*Aim 1:*
In the IM Academy excerpt, what did IM say traders were earning commission on?
*Aim 2:*
Extend the IM Academy excerpt by a few sentences, picking up right after its final line.

In the case of IM, he explains, “getting other people to sign up was a way to waver your monthly membership fee, and also of earning commission. Within many companies there are internal ranking systems, so the more you recruit, the higher you go in that system and the more money you make”.

Dion put this point to IM, who disputed the recruitment claim and said traders were earning commission on product sales.

Warning ‘red flag’ signs?

Dion believes companies like IM Academy tap into a growing culture of “rejecting conventional experts and traditional forms of education”.

From the wannabe traders he spoke with, Dion found there was often a real desire to be “self-sufficient”, but warns “overlooking red flags can come at a cost”.

It’s something Caspar agrees with.

“It’s concerning. There is no such thing as a free lunch. Trading is a particularly difficult business to make money out of.

(Point labeling entries)
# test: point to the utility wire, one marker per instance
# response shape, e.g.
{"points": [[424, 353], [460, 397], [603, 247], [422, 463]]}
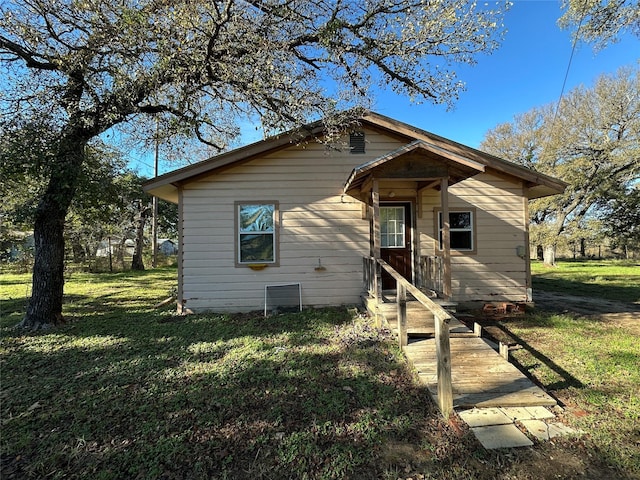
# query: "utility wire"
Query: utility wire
{"points": [[573, 49]]}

*Final result 1:*
Product sales.

*Final result 2:*
As with any speculative investment, you should never risk more than you can afford to lose or risk money on investments you don’t understand, like FOREX, Cryptocurrencies or in any of the markets (stocks, bonds, commodities etc.). If you are really interested Caspar says you should get a job with a bank or broker that offers FOREX services and is regulated by the Financial Conduct Authority.

There are of course many legitimate companies offering proper courses in FOREX, stock and options trading, property and money mindset. Just be wary of firms making wild claims or where people make more recruiting you than they do from trading, which is effectively MLM or even an illegal pyramid scheme.

Becoming financially free takes time and requires many hours of hard work and study.